# [What this task involves]
Look for the string "awning" in the listing. Copy each line that has it.

# [Data for the task]
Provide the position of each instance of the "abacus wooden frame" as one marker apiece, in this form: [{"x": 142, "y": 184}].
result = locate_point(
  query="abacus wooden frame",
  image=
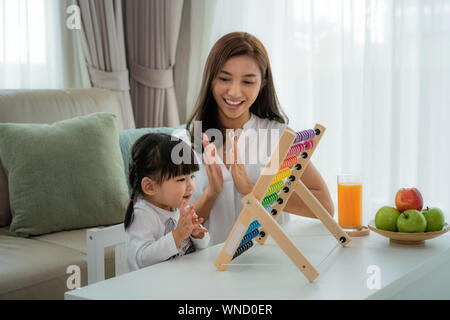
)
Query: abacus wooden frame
[{"x": 254, "y": 209}]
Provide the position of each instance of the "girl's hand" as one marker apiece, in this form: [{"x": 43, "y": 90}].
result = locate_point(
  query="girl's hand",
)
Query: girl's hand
[
  {"x": 198, "y": 232},
  {"x": 185, "y": 223},
  {"x": 213, "y": 170},
  {"x": 240, "y": 178}
]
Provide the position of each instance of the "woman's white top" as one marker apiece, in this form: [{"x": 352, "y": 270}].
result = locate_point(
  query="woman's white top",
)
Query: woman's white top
[
  {"x": 150, "y": 239},
  {"x": 258, "y": 139}
]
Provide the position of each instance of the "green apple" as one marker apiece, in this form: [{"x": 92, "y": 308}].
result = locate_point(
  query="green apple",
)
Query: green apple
[
  {"x": 435, "y": 219},
  {"x": 386, "y": 218},
  {"x": 411, "y": 221}
]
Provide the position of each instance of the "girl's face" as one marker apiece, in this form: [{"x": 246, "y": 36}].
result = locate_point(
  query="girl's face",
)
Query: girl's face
[
  {"x": 235, "y": 88},
  {"x": 171, "y": 193}
]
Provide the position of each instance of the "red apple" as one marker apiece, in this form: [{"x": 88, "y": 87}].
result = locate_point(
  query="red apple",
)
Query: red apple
[{"x": 408, "y": 198}]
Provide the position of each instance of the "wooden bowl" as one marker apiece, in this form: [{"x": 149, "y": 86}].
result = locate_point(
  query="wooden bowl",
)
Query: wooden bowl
[{"x": 408, "y": 238}]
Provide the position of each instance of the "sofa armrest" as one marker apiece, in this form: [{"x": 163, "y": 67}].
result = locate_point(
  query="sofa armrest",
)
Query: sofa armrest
[{"x": 97, "y": 240}]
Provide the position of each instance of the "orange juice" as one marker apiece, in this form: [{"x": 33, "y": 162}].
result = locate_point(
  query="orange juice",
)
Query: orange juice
[{"x": 350, "y": 204}]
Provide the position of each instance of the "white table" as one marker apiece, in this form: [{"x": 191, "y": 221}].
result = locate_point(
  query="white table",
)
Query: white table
[{"x": 265, "y": 272}]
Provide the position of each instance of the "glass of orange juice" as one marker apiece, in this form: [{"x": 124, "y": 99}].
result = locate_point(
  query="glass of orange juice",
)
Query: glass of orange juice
[{"x": 349, "y": 201}]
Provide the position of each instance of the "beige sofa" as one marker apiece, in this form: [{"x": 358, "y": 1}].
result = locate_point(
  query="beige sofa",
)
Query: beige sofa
[{"x": 37, "y": 267}]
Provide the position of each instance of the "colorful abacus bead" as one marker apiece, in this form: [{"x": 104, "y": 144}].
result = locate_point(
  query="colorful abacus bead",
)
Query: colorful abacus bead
[
  {"x": 289, "y": 162},
  {"x": 275, "y": 187},
  {"x": 242, "y": 249},
  {"x": 282, "y": 174},
  {"x": 249, "y": 236},
  {"x": 270, "y": 199},
  {"x": 304, "y": 135}
]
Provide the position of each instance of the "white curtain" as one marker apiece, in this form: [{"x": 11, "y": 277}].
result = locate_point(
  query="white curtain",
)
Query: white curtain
[
  {"x": 375, "y": 73},
  {"x": 37, "y": 50}
]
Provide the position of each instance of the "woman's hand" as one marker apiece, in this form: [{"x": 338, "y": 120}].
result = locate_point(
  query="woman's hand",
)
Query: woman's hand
[
  {"x": 213, "y": 169},
  {"x": 240, "y": 178}
]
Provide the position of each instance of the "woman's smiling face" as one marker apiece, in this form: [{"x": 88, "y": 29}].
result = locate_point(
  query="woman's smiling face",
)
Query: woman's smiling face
[{"x": 235, "y": 88}]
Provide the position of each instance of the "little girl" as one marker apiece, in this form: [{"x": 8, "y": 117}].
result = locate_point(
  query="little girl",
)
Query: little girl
[{"x": 156, "y": 229}]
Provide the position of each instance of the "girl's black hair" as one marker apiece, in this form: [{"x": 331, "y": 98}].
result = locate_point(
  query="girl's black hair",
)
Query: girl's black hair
[{"x": 151, "y": 156}]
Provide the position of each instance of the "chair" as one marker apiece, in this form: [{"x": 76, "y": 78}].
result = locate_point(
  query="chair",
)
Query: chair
[{"x": 97, "y": 240}]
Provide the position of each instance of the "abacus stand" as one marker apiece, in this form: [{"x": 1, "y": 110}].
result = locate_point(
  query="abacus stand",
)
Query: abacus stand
[{"x": 254, "y": 209}]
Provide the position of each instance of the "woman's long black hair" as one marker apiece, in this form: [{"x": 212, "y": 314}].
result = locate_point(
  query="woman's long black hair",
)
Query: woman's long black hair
[{"x": 151, "y": 156}]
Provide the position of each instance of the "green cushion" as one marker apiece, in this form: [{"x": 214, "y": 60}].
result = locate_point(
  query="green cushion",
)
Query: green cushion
[
  {"x": 64, "y": 176},
  {"x": 128, "y": 137}
]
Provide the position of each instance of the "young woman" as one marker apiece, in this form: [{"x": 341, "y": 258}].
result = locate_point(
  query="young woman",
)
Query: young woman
[
  {"x": 238, "y": 94},
  {"x": 158, "y": 224}
]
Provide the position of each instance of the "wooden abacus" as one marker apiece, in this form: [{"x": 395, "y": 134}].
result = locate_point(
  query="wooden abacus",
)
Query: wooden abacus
[{"x": 257, "y": 218}]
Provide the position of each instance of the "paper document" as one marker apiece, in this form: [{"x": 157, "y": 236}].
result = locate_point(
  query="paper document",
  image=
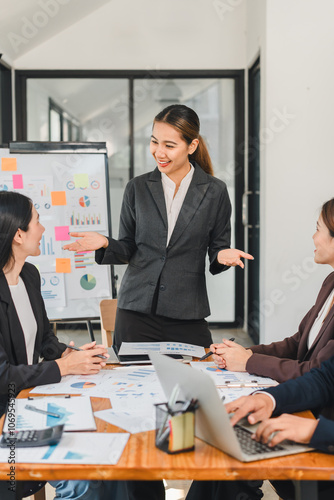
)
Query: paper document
[
  {"x": 74, "y": 448},
  {"x": 228, "y": 395},
  {"x": 76, "y": 413},
  {"x": 225, "y": 378},
  {"x": 135, "y": 348},
  {"x": 73, "y": 384}
]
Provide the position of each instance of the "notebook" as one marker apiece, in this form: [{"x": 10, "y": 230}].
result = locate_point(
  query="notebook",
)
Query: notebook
[{"x": 212, "y": 421}]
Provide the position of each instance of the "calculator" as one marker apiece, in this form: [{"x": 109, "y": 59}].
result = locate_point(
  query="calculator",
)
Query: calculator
[{"x": 42, "y": 437}]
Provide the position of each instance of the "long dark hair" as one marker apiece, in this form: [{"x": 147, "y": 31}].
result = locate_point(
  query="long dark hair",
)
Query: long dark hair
[
  {"x": 327, "y": 214},
  {"x": 186, "y": 121},
  {"x": 15, "y": 213}
]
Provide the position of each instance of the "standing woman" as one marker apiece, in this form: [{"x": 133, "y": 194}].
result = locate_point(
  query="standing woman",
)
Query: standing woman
[
  {"x": 170, "y": 219},
  {"x": 26, "y": 335}
]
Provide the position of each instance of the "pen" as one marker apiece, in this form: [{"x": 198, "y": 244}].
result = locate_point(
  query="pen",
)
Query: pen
[
  {"x": 232, "y": 339},
  {"x": 78, "y": 349},
  {"x": 45, "y": 412}
]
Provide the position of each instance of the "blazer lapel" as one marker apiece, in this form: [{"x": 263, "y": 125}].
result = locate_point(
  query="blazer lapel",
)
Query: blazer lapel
[
  {"x": 195, "y": 194},
  {"x": 15, "y": 333},
  {"x": 329, "y": 318},
  {"x": 322, "y": 297},
  {"x": 155, "y": 186},
  {"x": 35, "y": 305}
]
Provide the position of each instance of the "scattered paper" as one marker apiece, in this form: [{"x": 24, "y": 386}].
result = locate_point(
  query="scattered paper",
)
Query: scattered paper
[
  {"x": 232, "y": 379},
  {"x": 135, "y": 348},
  {"x": 76, "y": 413}
]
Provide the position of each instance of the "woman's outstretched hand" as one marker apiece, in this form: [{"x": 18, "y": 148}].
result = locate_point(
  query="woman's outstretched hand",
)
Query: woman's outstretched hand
[
  {"x": 232, "y": 257},
  {"x": 88, "y": 241}
]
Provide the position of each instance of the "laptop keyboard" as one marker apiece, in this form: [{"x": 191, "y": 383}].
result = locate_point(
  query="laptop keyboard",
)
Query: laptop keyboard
[{"x": 251, "y": 447}]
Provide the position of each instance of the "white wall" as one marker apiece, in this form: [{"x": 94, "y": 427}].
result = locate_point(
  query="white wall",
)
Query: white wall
[
  {"x": 296, "y": 41},
  {"x": 149, "y": 34},
  {"x": 297, "y": 173}
]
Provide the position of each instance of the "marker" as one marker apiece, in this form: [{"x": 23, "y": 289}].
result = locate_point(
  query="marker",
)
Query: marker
[
  {"x": 210, "y": 352},
  {"x": 45, "y": 412},
  {"x": 78, "y": 349}
]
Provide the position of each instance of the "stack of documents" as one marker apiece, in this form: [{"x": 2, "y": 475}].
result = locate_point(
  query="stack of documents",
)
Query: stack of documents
[
  {"x": 75, "y": 413},
  {"x": 233, "y": 385},
  {"x": 74, "y": 448},
  {"x": 180, "y": 348}
]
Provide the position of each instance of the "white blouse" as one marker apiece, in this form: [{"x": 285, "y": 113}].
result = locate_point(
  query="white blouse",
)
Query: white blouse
[
  {"x": 26, "y": 316},
  {"x": 174, "y": 203}
]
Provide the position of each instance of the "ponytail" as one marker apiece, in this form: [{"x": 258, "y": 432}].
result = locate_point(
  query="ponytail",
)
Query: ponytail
[{"x": 202, "y": 157}]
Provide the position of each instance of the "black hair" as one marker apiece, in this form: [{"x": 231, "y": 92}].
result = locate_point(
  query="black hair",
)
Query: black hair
[
  {"x": 15, "y": 213},
  {"x": 186, "y": 121},
  {"x": 327, "y": 214}
]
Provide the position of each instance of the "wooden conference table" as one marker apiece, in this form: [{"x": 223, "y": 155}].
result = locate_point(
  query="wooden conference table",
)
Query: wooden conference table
[{"x": 141, "y": 460}]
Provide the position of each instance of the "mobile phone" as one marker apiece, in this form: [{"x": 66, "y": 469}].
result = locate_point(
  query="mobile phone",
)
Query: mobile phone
[{"x": 42, "y": 437}]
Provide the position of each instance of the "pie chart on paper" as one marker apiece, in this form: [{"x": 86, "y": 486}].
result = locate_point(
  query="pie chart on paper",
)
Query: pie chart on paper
[
  {"x": 88, "y": 282},
  {"x": 84, "y": 201},
  {"x": 83, "y": 385}
]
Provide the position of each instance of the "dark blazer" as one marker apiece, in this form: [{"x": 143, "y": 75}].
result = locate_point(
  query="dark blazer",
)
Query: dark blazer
[
  {"x": 312, "y": 391},
  {"x": 203, "y": 226},
  {"x": 291, "y": 357},
  {"x": 13, "y": 356}
]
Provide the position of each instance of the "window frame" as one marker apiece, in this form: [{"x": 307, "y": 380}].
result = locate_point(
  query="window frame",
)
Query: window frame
[{"x": 21, "y": 77}]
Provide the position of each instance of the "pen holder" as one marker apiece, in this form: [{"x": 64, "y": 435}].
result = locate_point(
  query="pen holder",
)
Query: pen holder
[{"x": 175, "y": 429}]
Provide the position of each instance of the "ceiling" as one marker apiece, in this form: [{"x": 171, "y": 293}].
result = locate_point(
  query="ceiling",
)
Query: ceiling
[{"x": 25, "y": 24}]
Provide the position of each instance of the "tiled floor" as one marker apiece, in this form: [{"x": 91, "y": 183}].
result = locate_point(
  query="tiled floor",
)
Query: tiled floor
[{"x": 175, "y": 490}]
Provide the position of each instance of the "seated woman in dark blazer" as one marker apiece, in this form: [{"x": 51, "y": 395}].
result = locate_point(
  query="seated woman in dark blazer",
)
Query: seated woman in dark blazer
[
  {"x": 313, "y": 390},
  {"x": 294, "y": 356},
  {"x": 25, "y": 332},
  {"x": 314, "y": 341}
]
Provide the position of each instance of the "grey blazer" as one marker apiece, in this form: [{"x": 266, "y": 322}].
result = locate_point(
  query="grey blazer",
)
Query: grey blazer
[{"x": 178, "y": 269}]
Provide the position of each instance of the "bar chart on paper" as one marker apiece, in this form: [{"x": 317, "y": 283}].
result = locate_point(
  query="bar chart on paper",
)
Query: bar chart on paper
[{"x": 85, "y": 219}]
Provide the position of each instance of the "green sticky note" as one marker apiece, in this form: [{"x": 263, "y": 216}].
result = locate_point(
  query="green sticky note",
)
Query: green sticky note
[{"x": 81, "y": 180}]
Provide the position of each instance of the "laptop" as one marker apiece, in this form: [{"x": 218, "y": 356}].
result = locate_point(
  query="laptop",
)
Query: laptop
[{"x": 212, "y": 421}]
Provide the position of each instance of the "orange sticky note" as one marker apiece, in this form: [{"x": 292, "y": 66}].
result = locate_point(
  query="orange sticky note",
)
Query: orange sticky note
[
  {"x": 8, "y": 164},
  {"x": 58, "y": 198},
  {"x": 63, "y": 265}
]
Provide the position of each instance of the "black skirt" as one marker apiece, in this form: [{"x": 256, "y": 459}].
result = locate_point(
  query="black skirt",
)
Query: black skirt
[{"x": 132, "y": 326}]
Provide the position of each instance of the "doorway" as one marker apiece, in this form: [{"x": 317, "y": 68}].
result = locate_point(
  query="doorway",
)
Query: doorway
[{"x": 252, "y": 201}]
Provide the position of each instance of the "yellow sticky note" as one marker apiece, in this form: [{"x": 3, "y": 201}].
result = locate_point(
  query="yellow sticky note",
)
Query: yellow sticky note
[
  {"x": 81, "y": 180},
  {"x": 63, "y": 265},
  {"x": 58, "y": 198},
  {"x": 8, "y": 164}
]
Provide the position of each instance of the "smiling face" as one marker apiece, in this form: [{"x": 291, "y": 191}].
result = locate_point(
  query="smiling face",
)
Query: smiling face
[
  {"x": 171, "y": 151},
  {"x": 30, "y": 239},
  {"x": 324, "y": 244}
]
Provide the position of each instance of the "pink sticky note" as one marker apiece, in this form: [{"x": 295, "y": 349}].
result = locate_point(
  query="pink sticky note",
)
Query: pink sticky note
[
  {"x": 17, "y": 181},
  {"x": 61, "y": 233}
]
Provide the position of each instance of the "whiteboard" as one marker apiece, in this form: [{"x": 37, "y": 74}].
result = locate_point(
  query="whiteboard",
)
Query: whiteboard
[{"x": 68, "y": 185}]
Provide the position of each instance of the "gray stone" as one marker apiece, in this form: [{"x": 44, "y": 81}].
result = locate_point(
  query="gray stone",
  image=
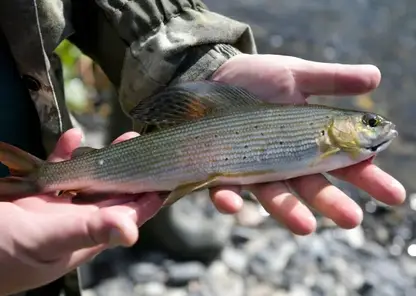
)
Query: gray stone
[
  {"x": 182, "y": 273},
  {"x": 146, "y": 272},
  {"x": 235, "y": 259}
]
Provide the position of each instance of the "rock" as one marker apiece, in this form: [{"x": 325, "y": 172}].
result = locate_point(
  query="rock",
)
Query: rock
[
  {"x": 117, "y": 286},
  {"x": 260, "y": 289},
  {"x": 176, "y": 292},
  {"x": 150, "y": 289},
  {"x": 240, "y": 235},
  {"x": 182, "y": 273},
  {"x": 269, "y": 263},
  {"x": 221, "y": 281},
  {"x": 146, "y": 272}
]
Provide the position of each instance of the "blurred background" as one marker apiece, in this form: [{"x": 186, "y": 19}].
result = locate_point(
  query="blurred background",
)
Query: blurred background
[{"x": 249, "y": 254}]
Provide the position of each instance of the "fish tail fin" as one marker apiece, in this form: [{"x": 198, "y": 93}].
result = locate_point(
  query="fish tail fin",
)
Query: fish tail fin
[{"x": 21, "y": 166}]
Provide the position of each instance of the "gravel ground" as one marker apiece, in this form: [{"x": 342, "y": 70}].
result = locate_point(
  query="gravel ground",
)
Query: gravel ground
[{"x": 261, "y": 258}]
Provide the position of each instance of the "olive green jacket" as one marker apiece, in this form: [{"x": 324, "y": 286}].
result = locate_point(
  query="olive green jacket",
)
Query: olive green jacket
[{"x": 142, "y": 46}]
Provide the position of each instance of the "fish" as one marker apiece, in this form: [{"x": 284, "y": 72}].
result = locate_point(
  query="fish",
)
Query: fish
[{"x": 206, "y": 134}]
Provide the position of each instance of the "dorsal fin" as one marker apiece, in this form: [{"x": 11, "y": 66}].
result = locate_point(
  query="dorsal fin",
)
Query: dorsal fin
[{"x": 189, "y": 101}]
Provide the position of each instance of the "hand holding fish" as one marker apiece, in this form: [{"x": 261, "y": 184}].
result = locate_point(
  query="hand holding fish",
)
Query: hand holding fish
[
  {"x": 285, "y": 79},
  {"x": 43, "y": 237}
]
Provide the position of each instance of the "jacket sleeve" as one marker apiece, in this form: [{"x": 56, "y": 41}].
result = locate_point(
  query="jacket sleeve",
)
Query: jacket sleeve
[{"x": 144, "y": 45}]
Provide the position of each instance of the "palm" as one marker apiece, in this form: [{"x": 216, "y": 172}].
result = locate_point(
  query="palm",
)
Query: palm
[
  {"x": 285, "y": 79},
  {"x": 55, "y": 236}
]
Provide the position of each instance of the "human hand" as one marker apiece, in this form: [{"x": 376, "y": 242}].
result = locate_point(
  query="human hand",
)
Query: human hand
[
  {"x": 43, "y": 237},
  {"x": 286, "y": 79}
]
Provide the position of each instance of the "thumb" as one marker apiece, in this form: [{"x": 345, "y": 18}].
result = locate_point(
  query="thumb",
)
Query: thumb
[{"x": 111, "y": 226}]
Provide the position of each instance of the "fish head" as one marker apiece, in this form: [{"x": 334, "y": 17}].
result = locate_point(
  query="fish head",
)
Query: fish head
[{"x": 361, "y": 133}]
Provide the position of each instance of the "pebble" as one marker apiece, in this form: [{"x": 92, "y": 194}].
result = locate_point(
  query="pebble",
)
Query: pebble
[
  {"x": 262, "y": 258},
  {"x": 146, "y": 272},
  {"x": 235, "y": 259}
]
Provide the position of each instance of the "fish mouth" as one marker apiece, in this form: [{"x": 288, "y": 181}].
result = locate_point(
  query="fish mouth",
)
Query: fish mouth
[{"x": 382, "y": 145}]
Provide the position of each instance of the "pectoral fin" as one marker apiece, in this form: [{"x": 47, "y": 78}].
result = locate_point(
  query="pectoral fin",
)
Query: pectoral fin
[
  {"x": 330, "y": 151},
  {"x": 186, "y": 189},
  {"x": 189, "y": 101}
]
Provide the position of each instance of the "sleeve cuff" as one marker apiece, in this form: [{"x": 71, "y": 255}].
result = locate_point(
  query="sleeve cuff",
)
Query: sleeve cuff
[{"x": 190, "y": 45}]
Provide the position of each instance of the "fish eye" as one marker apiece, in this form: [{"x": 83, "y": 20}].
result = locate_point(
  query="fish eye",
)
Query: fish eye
[{"x": 371, "y": 120}]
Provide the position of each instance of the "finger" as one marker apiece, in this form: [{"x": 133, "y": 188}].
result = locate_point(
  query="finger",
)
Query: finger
[
  {"x": 374, "y": 181},
  {"x": 125, "y": 136},
  {"x": 83, "y": 256},
  {"x": 315, "y": 78},
  {"x": 69, "y": 141},
  {"x": 328, "y": 200},
  {"x": 227, "y": 199},
  {"x": 285, "y": 207},
  {"x": 113, "y": 226}
]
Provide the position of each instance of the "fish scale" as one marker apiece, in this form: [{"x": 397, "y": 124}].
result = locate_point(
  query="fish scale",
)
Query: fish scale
[{"x": 259, "y": 130}]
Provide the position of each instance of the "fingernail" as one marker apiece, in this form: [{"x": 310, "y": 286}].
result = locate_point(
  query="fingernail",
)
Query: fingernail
[{"x": 115, "y": 238}]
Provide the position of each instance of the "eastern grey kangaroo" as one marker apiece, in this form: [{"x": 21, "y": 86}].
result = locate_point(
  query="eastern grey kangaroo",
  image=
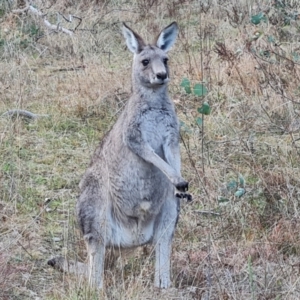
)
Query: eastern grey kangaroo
[{"x": 128, "y": 193}]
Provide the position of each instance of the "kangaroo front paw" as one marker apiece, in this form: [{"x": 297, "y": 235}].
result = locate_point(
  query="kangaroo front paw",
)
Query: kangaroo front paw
[
  {"x": 186, "y": 196},
  {"x": 182, "y": 186}
]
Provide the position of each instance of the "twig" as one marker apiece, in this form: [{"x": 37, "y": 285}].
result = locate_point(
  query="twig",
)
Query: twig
[
  {"x": 69, "y": 69},
  {"x": 207, "y": 212},
  {"x": 36, "y": 12},
  {"x": 21, "y": 112}
]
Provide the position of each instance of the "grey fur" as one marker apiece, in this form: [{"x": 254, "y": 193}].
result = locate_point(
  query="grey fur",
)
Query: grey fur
[{"x": 128, "y": 192}]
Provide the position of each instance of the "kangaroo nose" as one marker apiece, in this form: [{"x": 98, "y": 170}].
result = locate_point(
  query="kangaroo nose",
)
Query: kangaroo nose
[{"x": 161, "y": 76}]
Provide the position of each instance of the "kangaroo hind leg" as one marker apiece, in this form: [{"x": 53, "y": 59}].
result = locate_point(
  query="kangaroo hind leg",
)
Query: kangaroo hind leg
[{"x": 91, "y": 213}]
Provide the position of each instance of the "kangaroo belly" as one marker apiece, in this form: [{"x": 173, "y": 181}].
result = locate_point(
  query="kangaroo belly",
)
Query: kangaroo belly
[{"x": 132, "y": 234}]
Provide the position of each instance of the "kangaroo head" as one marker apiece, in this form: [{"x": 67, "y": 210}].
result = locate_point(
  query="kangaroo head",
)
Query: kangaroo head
[{"x": 150, "y": 63}]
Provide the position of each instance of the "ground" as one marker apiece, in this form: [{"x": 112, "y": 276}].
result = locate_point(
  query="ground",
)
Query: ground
[{"x": 235, "y": 84}]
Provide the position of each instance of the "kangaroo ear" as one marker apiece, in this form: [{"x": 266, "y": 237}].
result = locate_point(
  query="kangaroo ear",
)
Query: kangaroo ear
[
  {"x": 134, "y": 42},
  {"x": 167, "y": 37}
]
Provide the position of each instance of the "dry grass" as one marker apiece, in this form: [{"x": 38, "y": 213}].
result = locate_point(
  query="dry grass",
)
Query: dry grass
[{"x": 225, "y": 247}]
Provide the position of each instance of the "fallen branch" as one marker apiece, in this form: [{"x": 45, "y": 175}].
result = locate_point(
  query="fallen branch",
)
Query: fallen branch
[
  {"x": 36, "y": 12},
  {"x": 69, "y": 69},
  {"x": 207, "y": 212},
  {"x": 23, "y": 113}
]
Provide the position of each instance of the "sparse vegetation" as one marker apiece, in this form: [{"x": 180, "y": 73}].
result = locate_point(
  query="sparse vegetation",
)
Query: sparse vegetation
[{"x": 235, "y": 82}]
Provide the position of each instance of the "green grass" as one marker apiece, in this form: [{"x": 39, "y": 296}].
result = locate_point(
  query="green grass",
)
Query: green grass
[{"x": 243, "y": 247}]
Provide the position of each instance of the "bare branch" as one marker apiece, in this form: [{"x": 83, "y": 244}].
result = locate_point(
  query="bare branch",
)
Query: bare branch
[
  {"x": 23, "y": 113},
  {"x": 38, "y": 13}
]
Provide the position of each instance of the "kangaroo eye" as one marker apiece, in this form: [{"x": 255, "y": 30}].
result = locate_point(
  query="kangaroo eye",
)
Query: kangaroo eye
[{"x": 145, "y": 62}]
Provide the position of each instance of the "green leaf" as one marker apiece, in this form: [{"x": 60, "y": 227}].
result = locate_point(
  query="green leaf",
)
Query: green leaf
[
  {"x": 241, "y": 180},
  {"x": 199, "y": 121},
  {"x": 223, "y": 200},
  {"x": 184, "y": 127},
  {"x": 271, "y": 39},
  {"x": 204, "y": 109},
  {"x": 185, "y": 83},
  {"x": 232, "y": 185},
  {"x": 200, "y": 89},
  {"x": 296, "y": 56},
  {"x": 240, "y": 192},
  {"x": 256, "y": 19}
]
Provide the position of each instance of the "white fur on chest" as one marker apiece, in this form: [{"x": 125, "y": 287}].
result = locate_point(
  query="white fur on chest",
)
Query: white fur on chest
[{"x": 125, "y": 237}]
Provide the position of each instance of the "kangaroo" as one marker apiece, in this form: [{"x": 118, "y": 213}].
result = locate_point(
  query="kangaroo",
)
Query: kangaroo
[{"x": 128, "y": 193}]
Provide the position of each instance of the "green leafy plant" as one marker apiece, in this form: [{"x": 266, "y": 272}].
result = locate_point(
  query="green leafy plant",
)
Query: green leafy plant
[{"x": 199, "y": 90}]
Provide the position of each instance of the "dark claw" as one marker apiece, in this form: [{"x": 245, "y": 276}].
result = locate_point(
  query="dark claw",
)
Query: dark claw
[
  {"x": 188, "y": 197},
  {"x": 182, "y": 186},
  {"x": 51, "y": 262}
]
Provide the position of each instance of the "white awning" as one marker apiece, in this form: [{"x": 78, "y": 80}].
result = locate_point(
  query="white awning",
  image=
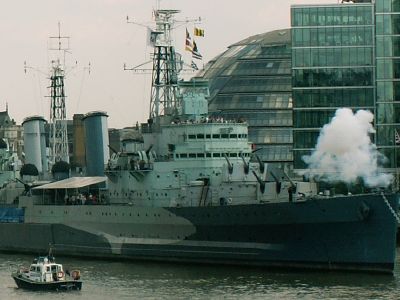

# [Answer to this problem]
Provide the position of each instance of the "white awning" as one marker apiece, in this form: [{"x": 78, "y": 80}].
  query="white awning",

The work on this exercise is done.